Job 1: Extract every line of the records that contains the string "blurred".

Document:

---+---

Music has become the most devalued entertainment commodity in the entertainment world. Musicians are expected to crank out "content" on a constant basis, which means writing music AND posting shitty, clickbait garbage content instead of making music. You've always had to promote yourself as a musician, but now, you have to promote yourself as a "content creator" who just happens to make music.
If I had the capital to do so I would create a music service that incentivizes people to listen to music that doesn't already have a huge following and pays artists properly. Unfortunately doing so requires a massive amount of startup capital to compete with the big boys.
Oh and BTW, the big boys are REAL BIG. YouTube, Spotify, Tidal, Apple Music, they all account for millions of listeners and billions of streams. What they don't account for is actual money in the pockets of the people who worked really hard to create something that someone may listen to for less than 30 seconds before their Goldfish brain kicks in and they say, "Meh", and skip on to whatever spikes their fried dopamine receptors enough that they leave a song playing long enough for it to be revenue-generating. In the long run, all you're hoping is that your music is "Good enough" to tick these boxes for the average listener, and that's exhausting. Creating art specifically for making people gobble it up en masse is garbage. It never, ever leads to art that is going to actually have meaning.

---+---

Records for processing:

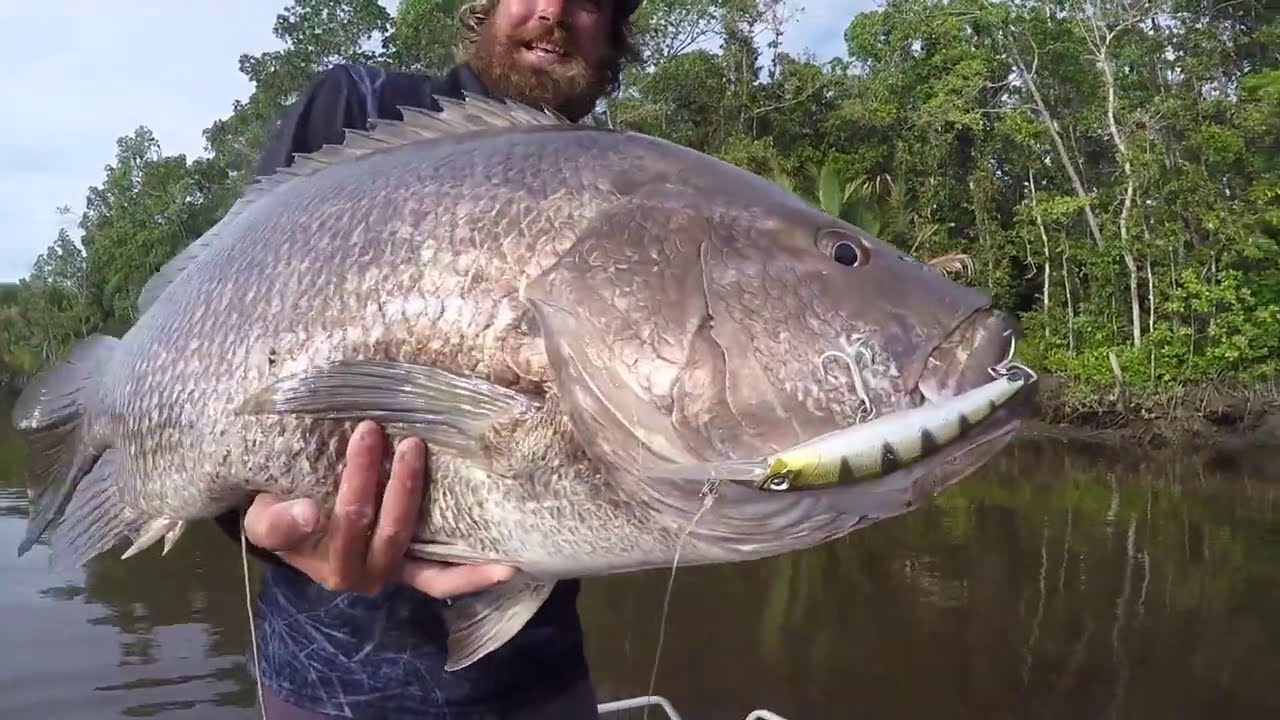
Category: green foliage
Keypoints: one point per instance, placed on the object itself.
(1109, 169)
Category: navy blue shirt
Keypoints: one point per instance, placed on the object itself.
(353, 656)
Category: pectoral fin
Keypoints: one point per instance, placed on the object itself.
(481, 623)
(443, 408)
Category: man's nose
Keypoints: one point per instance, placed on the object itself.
(551, 10)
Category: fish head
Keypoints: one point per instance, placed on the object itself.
(725, 320)
(813, 324)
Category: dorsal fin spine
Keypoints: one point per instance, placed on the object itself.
(456, 117)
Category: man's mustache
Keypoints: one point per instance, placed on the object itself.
(552, 35)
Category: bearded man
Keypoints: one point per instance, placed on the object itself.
(346, 625)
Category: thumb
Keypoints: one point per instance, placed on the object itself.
(279, 525)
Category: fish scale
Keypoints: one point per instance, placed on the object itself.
(566, 314)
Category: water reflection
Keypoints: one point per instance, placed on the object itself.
(1055, 584)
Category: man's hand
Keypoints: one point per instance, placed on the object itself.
(361, 546)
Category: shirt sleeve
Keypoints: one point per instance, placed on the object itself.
(333, 103)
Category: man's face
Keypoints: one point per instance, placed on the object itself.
(553, 53)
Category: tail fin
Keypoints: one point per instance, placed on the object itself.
(50, 411)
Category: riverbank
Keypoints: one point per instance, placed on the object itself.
(1214, 417)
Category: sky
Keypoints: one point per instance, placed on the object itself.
(87, 72)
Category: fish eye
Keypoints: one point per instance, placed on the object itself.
(842, 247)
(845, 253)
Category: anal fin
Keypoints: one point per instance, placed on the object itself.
(443, 408)
(481, 623)
(94, 519)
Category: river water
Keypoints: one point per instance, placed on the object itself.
(1056, 583)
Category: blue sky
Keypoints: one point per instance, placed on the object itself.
(83, 73)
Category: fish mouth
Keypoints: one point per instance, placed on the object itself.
(972, 397)
(960, 363)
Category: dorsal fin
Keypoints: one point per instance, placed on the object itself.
(456, 117)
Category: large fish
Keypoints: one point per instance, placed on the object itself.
(575, 319)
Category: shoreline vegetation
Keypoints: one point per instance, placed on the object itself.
(1109, 171)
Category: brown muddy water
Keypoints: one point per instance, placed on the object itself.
(1057, 583)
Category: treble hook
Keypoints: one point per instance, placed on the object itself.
(867, 411)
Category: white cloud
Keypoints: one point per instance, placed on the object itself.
(86, 72)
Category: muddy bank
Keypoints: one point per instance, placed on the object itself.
(1220, 417)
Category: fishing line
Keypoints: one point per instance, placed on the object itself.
(850, 354)
(708, 493)
(248, 606)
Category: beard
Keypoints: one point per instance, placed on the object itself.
(571, 86)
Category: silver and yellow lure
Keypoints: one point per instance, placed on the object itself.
(880, 447)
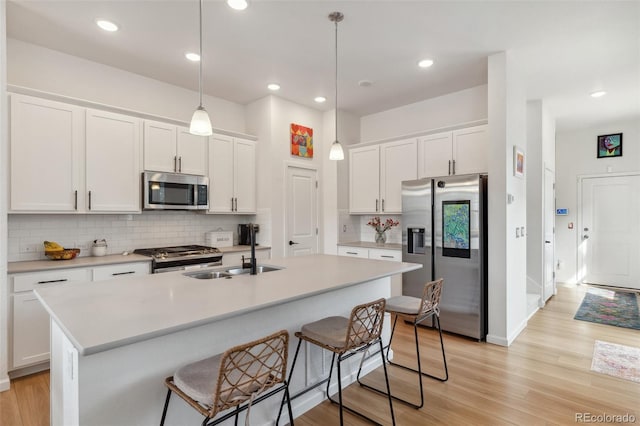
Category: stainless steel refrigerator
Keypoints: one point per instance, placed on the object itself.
(444, 227)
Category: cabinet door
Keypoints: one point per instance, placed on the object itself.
(397, 163)
(434, 155)
(192, 153)
(221, 174)
(244, 176)
(113, 162)
(30, 330)
(364, 179)
(160, 147)
(46, 155)
(109, 272)
(470, 150)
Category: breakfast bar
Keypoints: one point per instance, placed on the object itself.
(113, 343)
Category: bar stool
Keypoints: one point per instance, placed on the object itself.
(415, 310)
(237, 378)
(346, 337)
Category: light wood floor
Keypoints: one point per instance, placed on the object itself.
(543, 378)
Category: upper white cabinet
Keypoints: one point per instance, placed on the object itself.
(47, 149)
(454, 153)
(113, 166)
(376, 173)
(169, 148)
(232, 175)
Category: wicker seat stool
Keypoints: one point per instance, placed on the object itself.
(346, 337)
(238, 378)
(415, 310)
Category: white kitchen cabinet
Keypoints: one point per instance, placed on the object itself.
(109, 272)
(235, 258)
(232, 175)
(459, 152)
(376, 173)
(46, 154)
(113, 166)
(380, 254)
(169, 148)
(29, 321)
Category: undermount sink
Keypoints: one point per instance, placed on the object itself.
(259, 269)
(208, 275)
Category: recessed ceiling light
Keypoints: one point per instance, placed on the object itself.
(425, 63)
(192, 56)
(238, 4)
(106, 25)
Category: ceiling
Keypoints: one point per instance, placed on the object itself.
(565, 50)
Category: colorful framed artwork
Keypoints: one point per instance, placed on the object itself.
(301, 141)
(518, 162)
(610, 145)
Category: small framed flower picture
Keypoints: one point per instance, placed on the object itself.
(518, 161)
(610, 145)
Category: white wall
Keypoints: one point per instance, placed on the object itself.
(4, 155)
(451, 109)
(576, 156)
(270, 119)
(507, 254)
(51, 71)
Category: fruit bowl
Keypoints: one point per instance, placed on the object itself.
(65, 254)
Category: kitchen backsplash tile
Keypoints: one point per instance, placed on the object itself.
(122, 232)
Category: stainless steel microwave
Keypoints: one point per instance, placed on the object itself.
(174, 191)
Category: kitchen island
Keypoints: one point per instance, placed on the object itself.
(113, 343)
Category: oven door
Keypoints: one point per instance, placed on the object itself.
(173, 191)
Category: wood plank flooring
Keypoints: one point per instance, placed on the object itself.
(543, 378)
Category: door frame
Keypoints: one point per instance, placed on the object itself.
(581, 178)
(315, 169)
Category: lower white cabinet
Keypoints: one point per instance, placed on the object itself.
(380, 254)
(235, 258)
(29, 321)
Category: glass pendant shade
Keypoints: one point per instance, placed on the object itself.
(200, 123)
(336, 152)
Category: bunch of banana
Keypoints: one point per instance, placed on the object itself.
(52, 246)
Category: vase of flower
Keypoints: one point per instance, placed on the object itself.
(381, 227)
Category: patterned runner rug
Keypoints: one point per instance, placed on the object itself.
(616, 360)
(610, 307)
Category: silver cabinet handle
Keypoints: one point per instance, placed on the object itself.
(53, 281)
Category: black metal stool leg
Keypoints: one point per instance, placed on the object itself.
(295, 357)
(166, 405)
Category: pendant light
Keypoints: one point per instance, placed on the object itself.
(336, 152)
(200, 123)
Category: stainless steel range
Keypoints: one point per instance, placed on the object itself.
(177, 258)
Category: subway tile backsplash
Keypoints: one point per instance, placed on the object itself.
(123, 232)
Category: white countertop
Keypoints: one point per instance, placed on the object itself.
(99, 316)
(78, 262)
(371, 244)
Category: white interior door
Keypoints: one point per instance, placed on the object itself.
(609, 232)
(549, 235)
(302, 212)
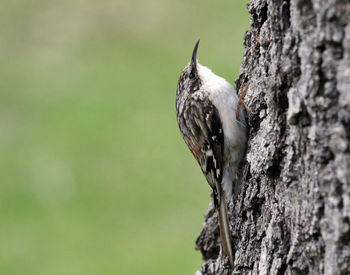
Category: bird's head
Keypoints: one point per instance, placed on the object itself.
(189, 80)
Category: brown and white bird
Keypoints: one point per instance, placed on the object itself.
(206, 106)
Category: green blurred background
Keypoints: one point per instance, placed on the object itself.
(95, 178)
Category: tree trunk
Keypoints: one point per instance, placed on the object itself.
(292, 212)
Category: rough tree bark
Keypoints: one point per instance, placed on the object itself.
(292, 212)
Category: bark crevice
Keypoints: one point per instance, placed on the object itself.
(292, 211)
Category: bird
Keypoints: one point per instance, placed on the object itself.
(215, 129)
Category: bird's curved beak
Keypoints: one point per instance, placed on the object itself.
(194, 55)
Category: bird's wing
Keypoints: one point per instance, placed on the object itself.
(204, 137)
(203, 134)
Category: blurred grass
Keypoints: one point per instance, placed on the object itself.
(95, 178)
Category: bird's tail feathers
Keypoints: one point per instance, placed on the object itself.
(225, 233)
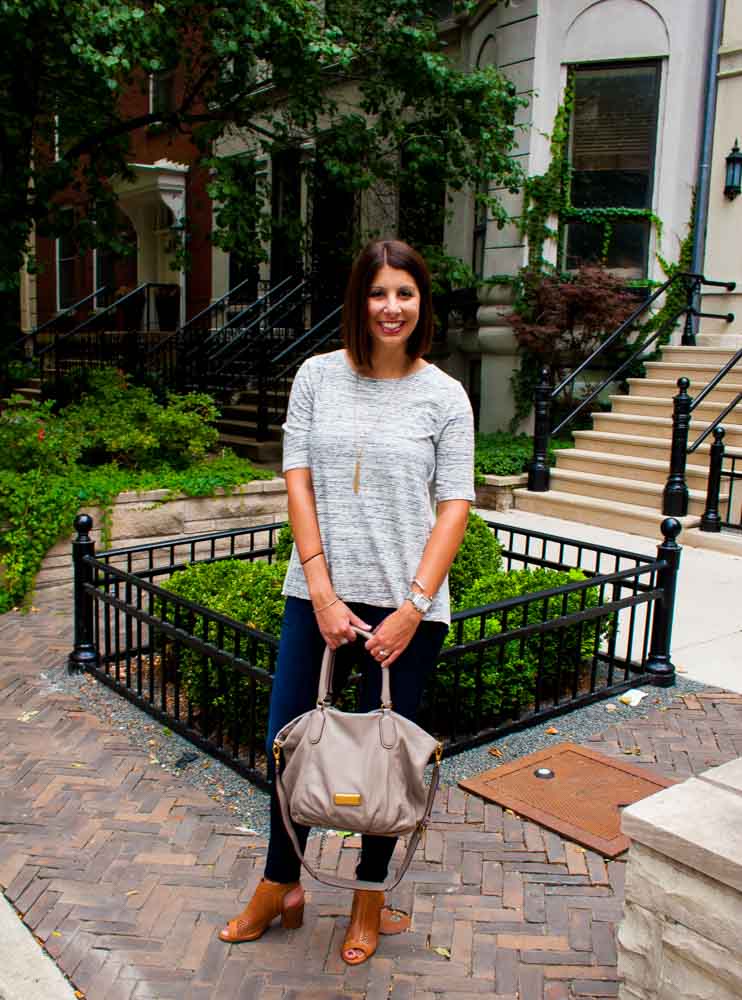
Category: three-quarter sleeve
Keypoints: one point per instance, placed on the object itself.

---+---

Job 2: Name each music service that the commentary on the devaluation of music lists among "the big boys."

Exercise answer 1:
Category: green blurred background
Category: blurred grass

Exercise answer 2: YouTube, Spotify, Tidal, Apple Music